PAGE EXCERPT:
[mythtv-users] Any problem with main frontend also being household network server?

Damian myth at surr.co.uk
Fri Aug 10 08:31:32 UTC 2012


On 08/08/2012 17:54, Joseph Fry wrote:
>
>         My question is, Is there any good reason why the main frontend
>         should be
>         a different machine (to the backend and network server) or can
>         I have
>         them all in one quiet attractive box that lives on the book case?
>
>
>     Well that's the real question. Can you fit everything in one quiet
>     attractive box that lives on the book case? There's always going
>     to be tradeoffs. Small and quiet means poor cooling, which means
>     you need much more expansive laptop-grade hardware to get the same
>     performance and storage. Quiet and inexpensive means you're going
>     to have to go big, to have large heatsinks and large, slow fans,
>     which are going to make "attractive" difficult. Small and
>     attractive is easy, but then you end up with a vacuum cleaner in
>     the corner of your room.
>
>     You can do it, sure. However, many users find it is cheaper and
>     quicker to split the two (or more) boxes. It's significantly
>     easier to make a computer silent against the background of a TV,
>     and turn it off when not in use, than it is to make it silent
>     against a quiet room. There is always the third option of using a
>     loud old machine in your garage, or other convenient room, and
>     running audio/video/ir to your television remotely.
>
>
> There is no reason not to combine the two, just be careful with your 
> component selection.

WRITTEN INSTRUCTION: Quote the mailing-list post above in full, word for word.

DATA PROVIDED:
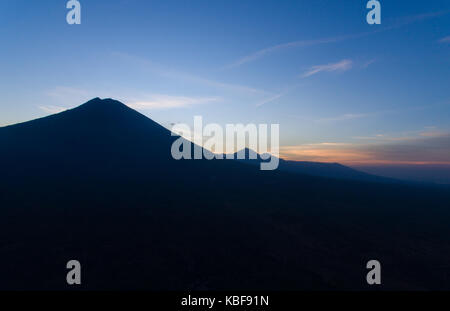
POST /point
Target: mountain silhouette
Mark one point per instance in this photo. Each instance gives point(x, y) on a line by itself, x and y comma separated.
point(330, 170)
point(98, 184)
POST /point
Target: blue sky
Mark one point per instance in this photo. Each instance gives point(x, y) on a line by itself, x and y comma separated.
point(341, 90)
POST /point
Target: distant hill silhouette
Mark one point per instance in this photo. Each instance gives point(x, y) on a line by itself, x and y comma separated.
point(330, 170)
point(98, 184)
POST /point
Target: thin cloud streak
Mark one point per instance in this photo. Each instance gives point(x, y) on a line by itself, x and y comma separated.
point(52, 109)
point(343, 65)
point(169, 102)
point(445, 40)
point(307, 43)
point(429, 147)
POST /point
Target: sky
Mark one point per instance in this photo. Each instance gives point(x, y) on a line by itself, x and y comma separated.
point(342, 90)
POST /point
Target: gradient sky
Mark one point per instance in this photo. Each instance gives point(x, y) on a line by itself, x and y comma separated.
point(341, 90)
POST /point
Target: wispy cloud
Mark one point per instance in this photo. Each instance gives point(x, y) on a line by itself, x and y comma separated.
point(167, 72)
point(426, 147)
point(445, 40)
point(169, 102)
point(344, 117)
point(52, 109)
point(307, 43)
point(343, 65)
point(368, 63)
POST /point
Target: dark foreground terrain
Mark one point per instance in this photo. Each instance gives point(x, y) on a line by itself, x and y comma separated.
point(98, 184)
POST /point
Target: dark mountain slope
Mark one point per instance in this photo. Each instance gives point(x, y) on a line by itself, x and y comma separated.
point(97, 184)
point(329, 170)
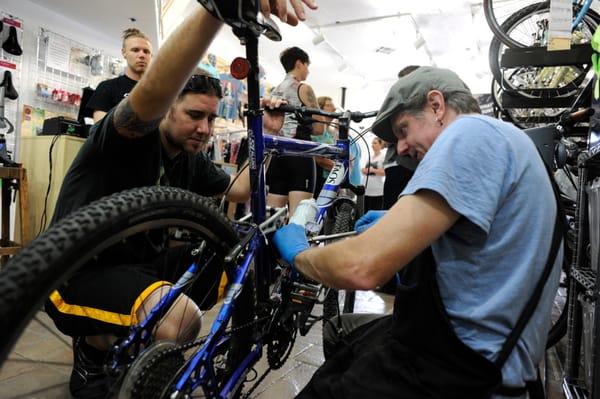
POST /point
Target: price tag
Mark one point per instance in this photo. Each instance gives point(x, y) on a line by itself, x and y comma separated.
point(559, 25)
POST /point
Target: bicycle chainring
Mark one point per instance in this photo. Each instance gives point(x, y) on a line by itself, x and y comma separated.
point(281, 341)
point(152, 372)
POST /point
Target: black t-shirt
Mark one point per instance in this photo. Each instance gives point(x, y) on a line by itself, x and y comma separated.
point(110, 92)
point(108, 163)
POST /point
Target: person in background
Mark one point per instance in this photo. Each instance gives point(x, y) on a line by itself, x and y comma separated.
point(329, 136)
point(137, 51)
point(155, 136)
point(374, 177)
point(291, 179)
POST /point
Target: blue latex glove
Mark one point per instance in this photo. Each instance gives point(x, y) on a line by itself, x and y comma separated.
point(367, 220)
point(290, 240)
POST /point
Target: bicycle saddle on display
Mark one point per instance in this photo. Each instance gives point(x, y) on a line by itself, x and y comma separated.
point(11, 45)
point(243, 17)
point(10, 93)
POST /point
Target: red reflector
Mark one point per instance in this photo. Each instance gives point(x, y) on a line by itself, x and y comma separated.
point(240, 67)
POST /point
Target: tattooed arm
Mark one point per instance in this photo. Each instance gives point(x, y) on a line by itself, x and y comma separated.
point(150, 99)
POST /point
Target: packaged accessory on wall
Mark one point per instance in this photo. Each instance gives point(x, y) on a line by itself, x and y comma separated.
point(10, 91)
point(11, 44)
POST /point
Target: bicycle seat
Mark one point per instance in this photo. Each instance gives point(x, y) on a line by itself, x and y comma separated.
point(11, 45)
point(10, 93)
point(243, 17)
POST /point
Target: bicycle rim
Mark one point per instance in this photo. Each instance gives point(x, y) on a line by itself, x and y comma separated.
point(534, 82)
point(497, 12)
point(83, 238)
point(344, 216)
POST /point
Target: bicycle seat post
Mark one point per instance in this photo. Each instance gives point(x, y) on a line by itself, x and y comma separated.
point(255, 134)
point(256, 146)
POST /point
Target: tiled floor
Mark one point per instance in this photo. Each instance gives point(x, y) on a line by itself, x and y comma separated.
point(40, 365)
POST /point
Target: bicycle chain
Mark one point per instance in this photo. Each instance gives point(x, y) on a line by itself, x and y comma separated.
point(184, 347)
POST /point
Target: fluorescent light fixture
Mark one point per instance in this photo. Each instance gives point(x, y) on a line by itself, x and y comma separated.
point(419, 41)
point(318, 39)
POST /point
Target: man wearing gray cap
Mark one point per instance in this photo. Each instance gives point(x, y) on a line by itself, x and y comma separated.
point(481, 221)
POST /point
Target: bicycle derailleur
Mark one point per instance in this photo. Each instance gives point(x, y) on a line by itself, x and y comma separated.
point(295, 297)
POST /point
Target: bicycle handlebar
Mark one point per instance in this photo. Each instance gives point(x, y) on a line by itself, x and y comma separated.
point(306, 111)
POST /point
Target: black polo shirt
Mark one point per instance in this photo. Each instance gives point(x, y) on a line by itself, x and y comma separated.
point(110, 92)
point(108, 163)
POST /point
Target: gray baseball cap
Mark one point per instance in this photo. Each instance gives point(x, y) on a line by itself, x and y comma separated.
point(420, 81)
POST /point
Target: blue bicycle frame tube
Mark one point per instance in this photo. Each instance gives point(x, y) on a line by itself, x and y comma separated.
point(203, 356)
point(157, 312)
point(288, 146)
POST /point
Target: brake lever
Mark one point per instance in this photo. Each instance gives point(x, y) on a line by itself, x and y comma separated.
point(323, 238)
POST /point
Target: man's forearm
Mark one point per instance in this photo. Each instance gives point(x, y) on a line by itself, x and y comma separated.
point(174, 63)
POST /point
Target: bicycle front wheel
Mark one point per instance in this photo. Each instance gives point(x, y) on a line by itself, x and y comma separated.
point(498, 11)
point(156, 217)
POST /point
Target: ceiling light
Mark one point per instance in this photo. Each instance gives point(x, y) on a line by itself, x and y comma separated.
point(318, 39)
point(419, 41)
point(384, 50)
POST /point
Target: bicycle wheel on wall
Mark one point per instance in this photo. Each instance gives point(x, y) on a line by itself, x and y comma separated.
point(342, 220)
point(530, 24)
point(175, 216)
point(498, 11)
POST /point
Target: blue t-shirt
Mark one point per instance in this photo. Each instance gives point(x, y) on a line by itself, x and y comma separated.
point(491, 259)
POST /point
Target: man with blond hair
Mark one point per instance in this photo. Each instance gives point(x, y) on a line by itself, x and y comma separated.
point(137, 51)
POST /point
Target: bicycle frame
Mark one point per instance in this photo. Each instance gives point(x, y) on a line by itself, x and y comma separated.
point(253, 247)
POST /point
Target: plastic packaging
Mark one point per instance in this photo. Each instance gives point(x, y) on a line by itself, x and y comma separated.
point(305, 215)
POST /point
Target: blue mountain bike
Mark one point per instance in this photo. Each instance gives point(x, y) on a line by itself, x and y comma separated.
point(265, 303)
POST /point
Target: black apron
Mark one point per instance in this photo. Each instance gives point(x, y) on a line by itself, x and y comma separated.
point(415, 352)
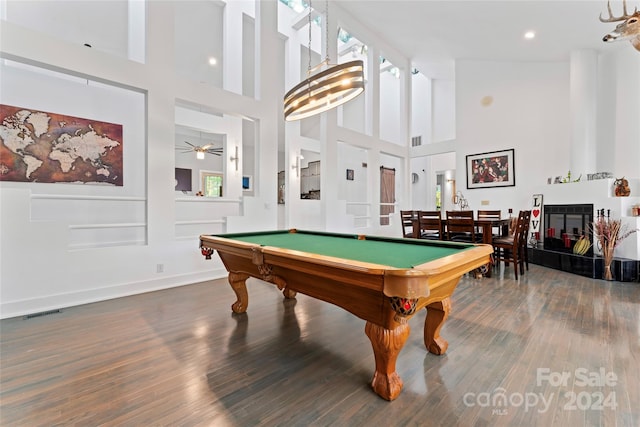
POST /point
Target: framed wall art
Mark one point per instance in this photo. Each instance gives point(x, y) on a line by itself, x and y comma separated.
point(349, 174)
point(492, 169)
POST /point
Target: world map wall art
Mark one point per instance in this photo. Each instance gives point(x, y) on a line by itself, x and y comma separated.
point(37, 146)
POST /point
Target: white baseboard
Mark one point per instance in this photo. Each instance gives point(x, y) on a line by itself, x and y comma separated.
point(87, 296)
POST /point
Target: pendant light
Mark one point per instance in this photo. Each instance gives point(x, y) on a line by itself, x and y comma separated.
point(326, 89)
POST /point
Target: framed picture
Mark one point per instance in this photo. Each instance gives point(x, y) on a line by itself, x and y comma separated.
point(247, 184)
point(349, 174)
point(183, 179)
point(493, 169)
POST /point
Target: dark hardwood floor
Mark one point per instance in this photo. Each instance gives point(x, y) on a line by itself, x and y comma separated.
point(521, 353)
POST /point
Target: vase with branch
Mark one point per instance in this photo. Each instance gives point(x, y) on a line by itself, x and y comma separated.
point(609, 233)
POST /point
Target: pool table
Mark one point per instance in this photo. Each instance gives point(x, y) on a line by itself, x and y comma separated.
point(381, 280)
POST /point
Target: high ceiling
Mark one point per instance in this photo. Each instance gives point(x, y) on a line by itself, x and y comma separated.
point(434, 33)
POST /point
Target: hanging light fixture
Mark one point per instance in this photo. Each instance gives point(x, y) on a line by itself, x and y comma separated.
point(327, 89)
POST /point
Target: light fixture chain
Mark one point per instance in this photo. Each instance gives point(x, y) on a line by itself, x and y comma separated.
point(326, 30)
point(309, 66)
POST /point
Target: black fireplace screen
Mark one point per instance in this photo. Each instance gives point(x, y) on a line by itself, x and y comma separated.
point(565, 224)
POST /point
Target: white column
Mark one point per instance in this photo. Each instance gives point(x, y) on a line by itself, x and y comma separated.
point(583, 96)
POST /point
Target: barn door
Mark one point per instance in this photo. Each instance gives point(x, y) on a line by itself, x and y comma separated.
point(387, 193)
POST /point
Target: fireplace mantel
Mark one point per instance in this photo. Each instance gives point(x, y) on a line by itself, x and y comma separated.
point(600, 194)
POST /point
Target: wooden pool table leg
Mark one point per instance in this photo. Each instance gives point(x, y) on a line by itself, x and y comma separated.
point(238, 282)
point(387, 344)
point(437, 313)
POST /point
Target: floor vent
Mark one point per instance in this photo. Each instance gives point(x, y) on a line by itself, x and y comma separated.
point(42, 313)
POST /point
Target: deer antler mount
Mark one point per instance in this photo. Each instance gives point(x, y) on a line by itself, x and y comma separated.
point(628, 29)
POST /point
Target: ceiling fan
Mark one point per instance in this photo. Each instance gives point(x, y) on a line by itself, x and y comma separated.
point(200, 150)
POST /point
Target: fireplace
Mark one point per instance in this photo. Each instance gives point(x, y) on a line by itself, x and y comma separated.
point(565, 224)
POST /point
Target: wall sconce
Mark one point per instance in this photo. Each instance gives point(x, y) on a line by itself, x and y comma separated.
point(235, 158)
point(297, 165)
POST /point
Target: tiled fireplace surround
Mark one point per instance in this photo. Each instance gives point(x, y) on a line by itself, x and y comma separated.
point(568, 211)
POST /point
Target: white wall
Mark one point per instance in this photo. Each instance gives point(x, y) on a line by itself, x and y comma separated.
point(529, 113)
point(41, 268)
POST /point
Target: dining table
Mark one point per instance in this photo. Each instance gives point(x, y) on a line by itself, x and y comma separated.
point(486, 225)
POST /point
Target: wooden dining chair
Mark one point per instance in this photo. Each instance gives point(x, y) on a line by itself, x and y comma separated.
point(430, 223)
point(461, 227)
point(509, 249)
point(523, 241)
point(406, 221)
point(491, 215)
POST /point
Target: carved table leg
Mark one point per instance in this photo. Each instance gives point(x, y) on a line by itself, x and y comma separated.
point(239, 286)
point(386, 347)
point(437, 313)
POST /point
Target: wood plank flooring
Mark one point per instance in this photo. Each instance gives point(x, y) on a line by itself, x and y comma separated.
point(179, 357)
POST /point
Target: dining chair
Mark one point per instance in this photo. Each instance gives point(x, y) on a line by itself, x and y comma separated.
point(525, 237)
point(430, 223)
point(491, 215)
point(510, 249)
point(406, 221)
point(461, 227)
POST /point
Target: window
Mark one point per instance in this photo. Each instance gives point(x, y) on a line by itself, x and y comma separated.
point(211, 184)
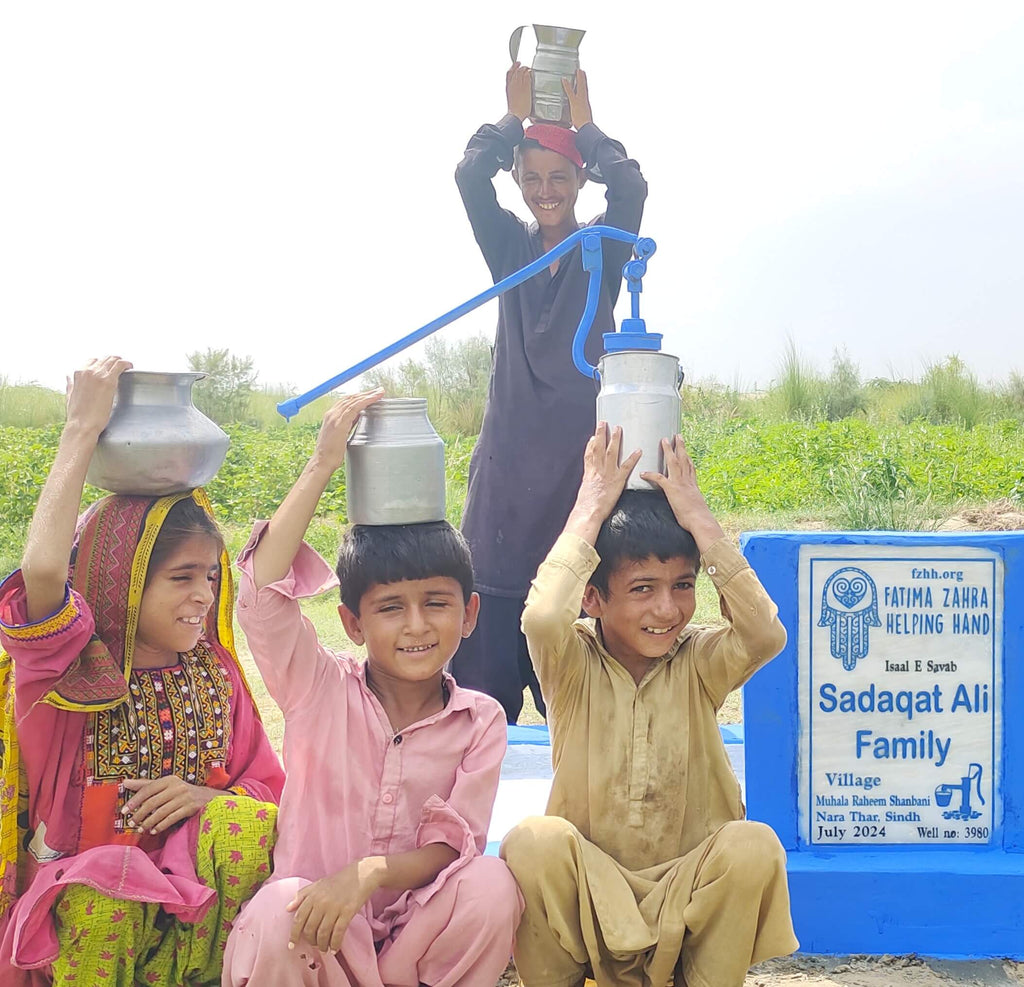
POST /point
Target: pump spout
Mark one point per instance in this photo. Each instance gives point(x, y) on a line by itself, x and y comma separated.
point(593, 233)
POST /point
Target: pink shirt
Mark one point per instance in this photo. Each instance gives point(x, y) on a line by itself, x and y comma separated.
point(354, 787)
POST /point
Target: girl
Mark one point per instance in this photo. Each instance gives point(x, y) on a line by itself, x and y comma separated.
point(145, 809)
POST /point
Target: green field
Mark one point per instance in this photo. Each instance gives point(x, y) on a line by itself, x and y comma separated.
point(827, 452)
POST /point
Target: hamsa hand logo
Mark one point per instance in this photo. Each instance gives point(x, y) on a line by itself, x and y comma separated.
point(849, 606)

ANSWER FOR THE TASK:
[mythtv-users] Any problem with main frontend also being household network server?

Damian myth at surr.co.uk
Fri Aug 10 08:31:32 UTC 2012


On 08/08/2012 17:54, Joseph Fry wrote:
>
>         My question is, Is there any good reason why the main frontend
>         should be
>         a different machine (to the backend and network server) or can
>         I have
>         them all in one quiet attractive box that lives on the book case?
>
>
>     Well that's the real question. Can you fit everything in one quiet
>     attractive box that lives on the book case? There's always going
>     to be tradeoffs. Small and quiet means poor cooling, which means
>     you need much more expansive laptop-grade hardware to get the same
>     performance and storage. Quiet and inexpensive means you're going
>     to have to go big, to have large heatsinks and large, slow fans,
>     which are going to make "attractive" difficult. Small and
>     attractive is easy, but then you end up with a vacuum cleaner in
>     the corner of your room.
>
>     You can do it, sure. However, many users find it is cheaper and
>     quicker to split the two (or more) boxes. It's significantly
>     easier to make a computer silent against the background of a TV,
>     and turn it off when not in use, than it is to make it silent
>     against a quiet room. There is always the third option of using a
>     loud old machine in your garage, or other convenient room, and
>     running audio/video/ir to your television remotely.
>
>
> There is no reason not to combine the two, just be careful with your 
> component selection.